Few physicians keep adequate, easily retrievable records to codify results of treatments with a particular agent or of a particular disease; and even fewer actually carry out analyses. Few physicians make provisions for tracking those patients who are lost to follow-up. Therefore, statements made about a physician's ‘clinical experience’ may be biased. Finally, for many conditions, a single physician sees far too few patients to enable reasonably firm conclusions to be drawn about the response to treatments. For example, suppose a physician treated 20 patients with lichen planus with tretinoin and found that 12 (60%) had an excellent response. The confidence interval for this response rate (i.e. the true response rate for this treatment in the larger population from which this physician's sample was obtained) ranges from 36% to 81% (http://statpages.org/confint.html; last accessed May 2014). Thus the true overall response rate might well be substantially less (or more) than the physician concludes from personal experience.
Expert opinion can be valuable, particularly for rare conditions in which the expert has the most experience, or when other forms of evidence are not available. However, several studies have demonstrated that expert opinion often lags significantly behind conclusive evidence. Experts may rely too heavily on bench research, pathophysiology and treatments based on logical deduction from pathophysiology, and from the same pitfalls noted for relying on personal experience.

## WORK REQUEST 1:
Which percentages appear in the passage on physicians' clinical experience and expert opinion?
## WORK REQUEST 2:
Continue the passage on physicians' clinical experience and expert opinion with the next sentences after its last one.

## EXCERPTED DATA:

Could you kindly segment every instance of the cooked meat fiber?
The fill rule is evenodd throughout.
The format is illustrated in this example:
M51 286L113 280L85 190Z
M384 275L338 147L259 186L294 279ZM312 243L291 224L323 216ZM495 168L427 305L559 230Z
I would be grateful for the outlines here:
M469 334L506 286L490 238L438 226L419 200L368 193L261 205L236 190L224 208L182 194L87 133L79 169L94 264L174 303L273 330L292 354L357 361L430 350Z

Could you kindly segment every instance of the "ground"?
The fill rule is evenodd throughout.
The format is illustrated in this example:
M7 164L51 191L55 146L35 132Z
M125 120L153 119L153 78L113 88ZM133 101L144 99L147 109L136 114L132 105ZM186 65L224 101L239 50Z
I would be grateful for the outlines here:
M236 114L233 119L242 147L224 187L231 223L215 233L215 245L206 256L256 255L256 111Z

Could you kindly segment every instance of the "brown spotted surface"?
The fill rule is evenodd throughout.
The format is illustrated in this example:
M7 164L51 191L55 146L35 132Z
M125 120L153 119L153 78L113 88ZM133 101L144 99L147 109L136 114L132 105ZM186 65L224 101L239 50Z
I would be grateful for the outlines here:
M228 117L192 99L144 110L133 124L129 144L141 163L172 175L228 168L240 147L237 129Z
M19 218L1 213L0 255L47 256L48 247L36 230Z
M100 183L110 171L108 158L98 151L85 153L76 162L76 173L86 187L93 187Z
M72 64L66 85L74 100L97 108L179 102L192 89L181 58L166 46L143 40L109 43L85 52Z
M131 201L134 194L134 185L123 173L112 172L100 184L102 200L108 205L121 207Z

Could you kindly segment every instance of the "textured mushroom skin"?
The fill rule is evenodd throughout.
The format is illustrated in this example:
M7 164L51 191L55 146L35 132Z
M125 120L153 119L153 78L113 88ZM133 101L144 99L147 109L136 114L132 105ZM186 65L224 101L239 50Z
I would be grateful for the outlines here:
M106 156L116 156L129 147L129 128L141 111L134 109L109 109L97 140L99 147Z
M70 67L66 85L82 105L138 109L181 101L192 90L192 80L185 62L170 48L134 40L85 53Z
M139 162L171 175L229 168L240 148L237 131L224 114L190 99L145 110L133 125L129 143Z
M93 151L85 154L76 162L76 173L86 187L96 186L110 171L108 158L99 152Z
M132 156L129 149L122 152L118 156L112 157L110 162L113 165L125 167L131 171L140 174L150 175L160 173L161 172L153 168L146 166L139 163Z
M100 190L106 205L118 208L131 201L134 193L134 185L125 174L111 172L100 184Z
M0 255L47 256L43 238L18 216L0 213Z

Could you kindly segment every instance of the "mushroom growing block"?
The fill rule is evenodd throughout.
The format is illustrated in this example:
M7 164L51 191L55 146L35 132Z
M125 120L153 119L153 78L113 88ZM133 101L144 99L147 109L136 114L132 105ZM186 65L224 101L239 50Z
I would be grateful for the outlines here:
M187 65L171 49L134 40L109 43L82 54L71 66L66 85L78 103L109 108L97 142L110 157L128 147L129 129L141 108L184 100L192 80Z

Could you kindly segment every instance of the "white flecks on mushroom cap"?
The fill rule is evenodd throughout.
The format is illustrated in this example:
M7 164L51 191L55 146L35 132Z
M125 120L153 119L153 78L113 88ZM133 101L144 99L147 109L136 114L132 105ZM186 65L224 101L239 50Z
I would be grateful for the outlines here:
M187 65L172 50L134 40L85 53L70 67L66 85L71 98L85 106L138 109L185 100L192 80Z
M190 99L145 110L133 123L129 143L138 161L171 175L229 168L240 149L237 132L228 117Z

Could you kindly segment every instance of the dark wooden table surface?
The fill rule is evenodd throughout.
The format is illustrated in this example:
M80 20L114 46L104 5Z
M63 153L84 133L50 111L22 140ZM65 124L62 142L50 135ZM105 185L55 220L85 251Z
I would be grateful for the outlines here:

## EXERCISE RESPONSE 1:
60%, 36%, 81%

## EXERCISE RESPONSE 2:
It is widely believed that clinical decisions can be made on the basis of understanding the aetiology and pathophysiology of disease and logic [14]. This paradigm is problematic since the accepted hypothesis for the aetiology and pathogenesis of disease changes over time. For example, in the last 20 years, hypotheses about the aetiology of psoriasis have shifted from a disorder of keratinocyte proliferation and homeostasis, to abnormal signalling of cyclic adenosine monophosphate, to aberrant arachidonic acid metabolism, to aberrant vitamin D metabolism, to the current favourite, a T-cell-mediated autoimmune disease. Each of these hypotheses spawned logically deduced treatments. The efficacy of many of these treatments has been substantiated by rigorous controlled clinical trials, whereas others are used even in the absence of systematically collected observations. Therefore, many options are available for treating patients with severe psoriasis (e.g. UVB, narrow-band UVB, the Goeckerman regimen, psoralen–UVA (PUVA), methotrexate, ciclosporin, tumour necrosis factor (TNF) inhibitors and IL-12/23 inhibitors) and mild to moderate psoriasis (e.g. anthralin, topical corticosteroids, calcipotriol and tazarotene). However, a clear sense of what is best, in what order they should be used, or in what combinations, is still lacking.
Treatments based on logical deduction from pathophysiology may have unexpected consequences. For example, it was postulated that thalidomide might be a useful treatment for toxic epidermal necrolysis, based on the observation that thalidomide showed anti-TNF-α properties. However, an RCT of thalidomide was stopped early because it was found that mortality was significantly higher in the thalidomide group than in the placebo group [15].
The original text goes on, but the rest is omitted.